**Given request:**
Please format the data below as a JSON list of strings, one string per line, leaving out any blank lines.

**Data to use:**
[BEGIN]

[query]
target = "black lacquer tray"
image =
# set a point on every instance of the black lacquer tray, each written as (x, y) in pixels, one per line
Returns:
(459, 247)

[END]

**Complete response:**
[
  "[query]",
  "target = \"black lacquer tray\"",
  "image =",
  "# set a point on every instance of the black lacquer tray, each written as (x, y) in pixels, one per line",
  "Returns:",
  "(459, 247)"
]